**Brief a:** From the passage on H. H. Tammen below, reproduce word for word everything from "H. H. (Harry" up to and including "over 50,000 people.".

--

H. H. (Harry Heye) Tammen was one of the largest publishers of postcards in Colorado. He acquired imagery from various photographers, particularly William Henry Jackson, and produced stereoviews, full-size photographic prints, photo albums, silver souvenir spoons and publications about the West, alongside botanical specimens, fossil fish, polished agates, relics, taxidermy and Pueblo Indian pottery, all of which were sold through his stores around Denver. Ever the consummate businessman, in 1895 Tammen became the co-owner and co-editor of the Denver Post and in 1917, when Buffalo Bill Cody died in Denver, Tammen offered Cody's widow $10,000 for the privilege of burying him there, resulting in a funeral procession of over 50,000 people.
This handsome photograph of the Ute Indian tribe was in all likelihood produced by another photographer of the period and subsequently printed by Tammen. Residing primarily in Colorado and Utah, the tribe never existed as a unified body, instead consisting of various nomadic bands who kept in close communication with neighboring groups. Unlike many of the other tribes in the region, there exists no evidence or tradition of migration between what is now Colorado and Utah; ancestors of the Ute seem to have been residing in the area for about 1000 years. Jackson, while photographing on the U.S. Geological Survey expedition to Utah in 1877, noted that the "Utah," "Utas" or "Yutas" were brave and hardy. This oversize photograph represents a significant and important record of established tribal communities before and during a period of great conflict and assimilation, forever altering Native Americans' relationships with their land and country.
Another print of this image is in the collection of the Smithsonian Institution.

--

**Brief b:** Locate every line in the records below that contains the word "mountain", and copy each of those lines.

--

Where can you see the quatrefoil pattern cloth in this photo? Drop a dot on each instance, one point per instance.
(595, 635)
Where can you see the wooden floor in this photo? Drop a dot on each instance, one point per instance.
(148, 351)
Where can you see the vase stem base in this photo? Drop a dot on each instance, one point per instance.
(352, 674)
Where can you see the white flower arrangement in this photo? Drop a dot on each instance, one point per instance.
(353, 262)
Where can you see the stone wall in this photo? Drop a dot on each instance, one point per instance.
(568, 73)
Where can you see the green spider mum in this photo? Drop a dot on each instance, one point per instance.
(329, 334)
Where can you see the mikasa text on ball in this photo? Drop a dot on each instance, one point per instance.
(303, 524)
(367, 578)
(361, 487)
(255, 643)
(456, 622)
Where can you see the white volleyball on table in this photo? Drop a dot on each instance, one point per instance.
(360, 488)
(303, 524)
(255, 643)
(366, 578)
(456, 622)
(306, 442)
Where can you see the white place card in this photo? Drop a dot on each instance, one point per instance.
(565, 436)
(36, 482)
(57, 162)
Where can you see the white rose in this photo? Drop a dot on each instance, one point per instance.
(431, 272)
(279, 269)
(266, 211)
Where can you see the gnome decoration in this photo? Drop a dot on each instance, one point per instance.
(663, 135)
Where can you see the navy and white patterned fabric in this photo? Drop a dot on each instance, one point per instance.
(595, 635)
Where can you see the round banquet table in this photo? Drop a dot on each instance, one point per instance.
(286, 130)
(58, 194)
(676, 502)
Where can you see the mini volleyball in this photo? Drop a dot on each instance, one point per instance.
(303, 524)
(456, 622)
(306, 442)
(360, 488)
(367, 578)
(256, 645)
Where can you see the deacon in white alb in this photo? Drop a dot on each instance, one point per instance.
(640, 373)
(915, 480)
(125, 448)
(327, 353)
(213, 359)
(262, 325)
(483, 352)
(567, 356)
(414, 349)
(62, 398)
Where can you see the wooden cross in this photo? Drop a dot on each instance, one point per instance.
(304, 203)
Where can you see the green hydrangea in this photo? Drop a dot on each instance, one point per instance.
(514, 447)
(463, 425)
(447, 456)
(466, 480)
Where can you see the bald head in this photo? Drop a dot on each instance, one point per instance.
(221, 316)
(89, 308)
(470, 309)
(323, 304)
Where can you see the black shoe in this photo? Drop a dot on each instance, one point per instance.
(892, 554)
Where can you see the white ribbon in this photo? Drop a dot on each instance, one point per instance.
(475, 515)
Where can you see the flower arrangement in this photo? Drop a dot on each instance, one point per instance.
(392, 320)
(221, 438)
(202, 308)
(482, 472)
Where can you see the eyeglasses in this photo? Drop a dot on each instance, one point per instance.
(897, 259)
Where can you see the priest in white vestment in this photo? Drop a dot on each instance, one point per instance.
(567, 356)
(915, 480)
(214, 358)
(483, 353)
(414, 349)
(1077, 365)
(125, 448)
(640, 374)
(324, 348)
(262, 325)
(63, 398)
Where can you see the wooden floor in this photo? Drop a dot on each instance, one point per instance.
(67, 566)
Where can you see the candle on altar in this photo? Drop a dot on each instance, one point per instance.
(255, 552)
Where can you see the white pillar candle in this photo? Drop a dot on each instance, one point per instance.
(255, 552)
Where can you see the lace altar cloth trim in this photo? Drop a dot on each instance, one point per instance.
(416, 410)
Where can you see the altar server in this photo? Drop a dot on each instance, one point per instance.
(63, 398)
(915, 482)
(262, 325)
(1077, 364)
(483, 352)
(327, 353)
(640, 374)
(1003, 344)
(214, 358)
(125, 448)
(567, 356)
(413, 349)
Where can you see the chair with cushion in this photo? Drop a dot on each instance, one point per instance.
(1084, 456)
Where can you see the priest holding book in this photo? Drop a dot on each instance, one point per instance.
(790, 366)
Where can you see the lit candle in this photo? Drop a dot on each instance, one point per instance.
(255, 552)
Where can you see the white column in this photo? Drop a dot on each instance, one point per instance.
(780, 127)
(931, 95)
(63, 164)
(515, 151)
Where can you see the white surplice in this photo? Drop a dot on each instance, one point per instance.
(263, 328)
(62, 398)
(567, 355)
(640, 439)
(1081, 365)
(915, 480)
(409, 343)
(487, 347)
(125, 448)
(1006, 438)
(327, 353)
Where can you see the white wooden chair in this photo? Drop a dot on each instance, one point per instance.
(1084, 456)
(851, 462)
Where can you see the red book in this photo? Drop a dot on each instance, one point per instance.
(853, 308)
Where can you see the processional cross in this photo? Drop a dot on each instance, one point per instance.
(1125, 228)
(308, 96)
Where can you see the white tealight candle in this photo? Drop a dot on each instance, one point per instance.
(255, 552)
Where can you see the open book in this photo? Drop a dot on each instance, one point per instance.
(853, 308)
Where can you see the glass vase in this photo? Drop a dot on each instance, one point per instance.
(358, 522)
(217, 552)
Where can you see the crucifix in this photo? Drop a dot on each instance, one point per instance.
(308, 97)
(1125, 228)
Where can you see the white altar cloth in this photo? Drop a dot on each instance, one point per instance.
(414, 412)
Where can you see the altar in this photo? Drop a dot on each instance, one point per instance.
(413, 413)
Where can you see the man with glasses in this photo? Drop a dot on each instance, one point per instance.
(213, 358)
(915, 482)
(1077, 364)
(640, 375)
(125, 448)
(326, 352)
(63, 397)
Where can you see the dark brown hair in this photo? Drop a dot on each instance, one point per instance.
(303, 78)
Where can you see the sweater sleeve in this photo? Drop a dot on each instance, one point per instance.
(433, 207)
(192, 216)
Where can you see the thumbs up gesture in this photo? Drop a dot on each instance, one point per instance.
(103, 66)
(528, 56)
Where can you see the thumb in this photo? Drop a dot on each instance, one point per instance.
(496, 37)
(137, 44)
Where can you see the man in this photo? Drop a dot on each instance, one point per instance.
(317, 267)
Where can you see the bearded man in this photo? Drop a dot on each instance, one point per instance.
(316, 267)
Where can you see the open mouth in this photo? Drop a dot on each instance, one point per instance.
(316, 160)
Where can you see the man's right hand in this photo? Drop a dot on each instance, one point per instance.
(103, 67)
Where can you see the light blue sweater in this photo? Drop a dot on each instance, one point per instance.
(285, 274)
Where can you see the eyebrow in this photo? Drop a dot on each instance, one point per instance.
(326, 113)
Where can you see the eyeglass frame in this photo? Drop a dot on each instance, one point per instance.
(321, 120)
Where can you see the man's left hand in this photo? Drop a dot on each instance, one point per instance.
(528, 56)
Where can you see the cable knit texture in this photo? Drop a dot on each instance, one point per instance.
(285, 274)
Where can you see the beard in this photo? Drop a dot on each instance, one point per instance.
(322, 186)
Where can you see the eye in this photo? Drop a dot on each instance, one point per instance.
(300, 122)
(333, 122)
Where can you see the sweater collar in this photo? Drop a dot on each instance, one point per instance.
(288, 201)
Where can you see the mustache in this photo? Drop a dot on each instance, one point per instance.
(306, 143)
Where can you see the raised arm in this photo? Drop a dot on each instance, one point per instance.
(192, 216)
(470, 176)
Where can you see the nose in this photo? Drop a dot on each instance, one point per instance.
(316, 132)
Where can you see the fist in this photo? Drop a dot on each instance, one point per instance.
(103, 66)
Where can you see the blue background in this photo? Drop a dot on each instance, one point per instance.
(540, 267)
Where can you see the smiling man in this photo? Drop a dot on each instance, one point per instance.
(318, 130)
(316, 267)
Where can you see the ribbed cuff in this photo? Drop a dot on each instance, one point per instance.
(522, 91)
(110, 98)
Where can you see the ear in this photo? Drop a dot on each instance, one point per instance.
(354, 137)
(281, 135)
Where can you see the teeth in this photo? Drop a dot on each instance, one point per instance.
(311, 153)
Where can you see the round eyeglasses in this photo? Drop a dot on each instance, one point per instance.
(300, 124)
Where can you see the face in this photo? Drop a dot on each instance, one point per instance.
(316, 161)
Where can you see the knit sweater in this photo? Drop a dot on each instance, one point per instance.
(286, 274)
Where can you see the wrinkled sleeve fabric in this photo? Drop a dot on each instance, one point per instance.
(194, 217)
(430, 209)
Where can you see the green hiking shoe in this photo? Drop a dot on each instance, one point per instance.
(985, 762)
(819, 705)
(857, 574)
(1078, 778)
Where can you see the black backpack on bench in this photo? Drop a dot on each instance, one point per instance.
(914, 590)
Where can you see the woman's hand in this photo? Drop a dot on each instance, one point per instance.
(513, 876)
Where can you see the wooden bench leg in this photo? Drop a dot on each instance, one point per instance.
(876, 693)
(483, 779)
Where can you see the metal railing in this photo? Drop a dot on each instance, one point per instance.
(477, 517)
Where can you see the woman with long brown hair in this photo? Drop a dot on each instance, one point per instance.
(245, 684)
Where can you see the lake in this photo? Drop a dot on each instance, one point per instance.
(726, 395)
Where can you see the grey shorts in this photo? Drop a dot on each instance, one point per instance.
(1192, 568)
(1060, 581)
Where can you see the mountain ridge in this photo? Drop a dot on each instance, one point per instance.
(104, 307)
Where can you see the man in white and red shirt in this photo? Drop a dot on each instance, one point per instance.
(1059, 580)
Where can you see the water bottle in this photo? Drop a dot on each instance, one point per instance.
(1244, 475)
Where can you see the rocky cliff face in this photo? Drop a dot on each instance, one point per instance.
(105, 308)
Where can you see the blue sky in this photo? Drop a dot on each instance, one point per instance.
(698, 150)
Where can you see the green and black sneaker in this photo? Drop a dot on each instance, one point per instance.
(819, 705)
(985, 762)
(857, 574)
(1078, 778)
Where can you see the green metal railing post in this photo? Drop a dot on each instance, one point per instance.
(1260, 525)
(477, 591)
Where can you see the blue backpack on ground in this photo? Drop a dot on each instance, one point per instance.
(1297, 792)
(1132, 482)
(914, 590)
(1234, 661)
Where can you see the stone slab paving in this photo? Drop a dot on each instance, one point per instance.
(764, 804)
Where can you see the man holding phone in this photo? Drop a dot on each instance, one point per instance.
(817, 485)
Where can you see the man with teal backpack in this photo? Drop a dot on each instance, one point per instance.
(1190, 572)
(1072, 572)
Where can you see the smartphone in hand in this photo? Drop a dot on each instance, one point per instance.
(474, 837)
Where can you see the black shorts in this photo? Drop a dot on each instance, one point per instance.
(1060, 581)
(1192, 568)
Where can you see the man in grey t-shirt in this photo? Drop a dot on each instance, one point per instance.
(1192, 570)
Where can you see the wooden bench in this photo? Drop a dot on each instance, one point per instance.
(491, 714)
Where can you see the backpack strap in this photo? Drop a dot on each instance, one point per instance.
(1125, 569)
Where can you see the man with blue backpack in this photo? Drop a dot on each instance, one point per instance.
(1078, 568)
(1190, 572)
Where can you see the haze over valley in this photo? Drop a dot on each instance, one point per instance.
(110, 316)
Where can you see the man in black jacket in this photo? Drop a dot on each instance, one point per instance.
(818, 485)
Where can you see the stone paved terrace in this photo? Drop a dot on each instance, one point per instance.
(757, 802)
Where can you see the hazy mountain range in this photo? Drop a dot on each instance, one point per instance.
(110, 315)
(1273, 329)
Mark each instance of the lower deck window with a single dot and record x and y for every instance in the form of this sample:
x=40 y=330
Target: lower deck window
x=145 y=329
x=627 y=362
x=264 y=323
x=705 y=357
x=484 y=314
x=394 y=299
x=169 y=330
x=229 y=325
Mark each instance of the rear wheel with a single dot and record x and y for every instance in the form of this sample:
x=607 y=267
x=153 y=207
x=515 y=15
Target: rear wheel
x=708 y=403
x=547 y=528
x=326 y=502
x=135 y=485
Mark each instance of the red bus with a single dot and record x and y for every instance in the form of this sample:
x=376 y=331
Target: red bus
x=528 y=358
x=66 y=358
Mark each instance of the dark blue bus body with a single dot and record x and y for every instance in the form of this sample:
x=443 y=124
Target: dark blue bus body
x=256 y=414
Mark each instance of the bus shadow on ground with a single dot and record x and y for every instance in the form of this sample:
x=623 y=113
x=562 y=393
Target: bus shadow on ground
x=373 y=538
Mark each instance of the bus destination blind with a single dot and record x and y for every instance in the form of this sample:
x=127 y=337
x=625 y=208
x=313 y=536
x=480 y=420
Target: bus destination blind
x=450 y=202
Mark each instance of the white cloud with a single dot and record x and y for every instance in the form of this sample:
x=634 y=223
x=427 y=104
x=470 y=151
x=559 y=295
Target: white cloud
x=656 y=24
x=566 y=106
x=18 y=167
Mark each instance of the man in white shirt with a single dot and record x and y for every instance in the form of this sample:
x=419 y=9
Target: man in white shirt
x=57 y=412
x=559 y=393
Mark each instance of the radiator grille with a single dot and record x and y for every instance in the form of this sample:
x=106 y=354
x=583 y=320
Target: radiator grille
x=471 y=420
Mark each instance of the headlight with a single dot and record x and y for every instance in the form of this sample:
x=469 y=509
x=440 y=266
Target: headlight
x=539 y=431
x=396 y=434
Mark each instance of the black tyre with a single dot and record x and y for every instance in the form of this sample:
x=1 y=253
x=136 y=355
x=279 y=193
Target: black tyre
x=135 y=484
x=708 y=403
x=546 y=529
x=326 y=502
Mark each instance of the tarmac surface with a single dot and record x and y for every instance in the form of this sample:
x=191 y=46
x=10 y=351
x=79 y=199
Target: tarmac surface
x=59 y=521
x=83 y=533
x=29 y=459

--

**Correct response a:**
H. H. (Harry Heye) Tammen was one of the largest publishers of postcards in Colorado. He acquired imagery from various photographers, particularly William Henry Jackson, and produced stereoviews, full-size photographic prints, photo albums, silver souvenir spoons and publications about the West, alongside botanical specimens, fossil fish, polished agates, relics, taxidermy and Pueblo Indian pottery, all of which were sold through his stores around Denver. Ever the consummate businessman, in 1895 Tammen became the co-owner and co-editor of the Denver Post and in 1917, when Buffalo Bill Cody died in Denver, Tammen offered Cody's widow $10,000 for the privilege of burying him there, resulting in a funeral procession of over 50,000 people.

**Correct response b:**
Where can you see the mountain ridge in this photo? Drop a dot on each instance, one point per instance.
Where can you see the hazy mountain range in this photo? Drop a dot on each instance, one point per instance.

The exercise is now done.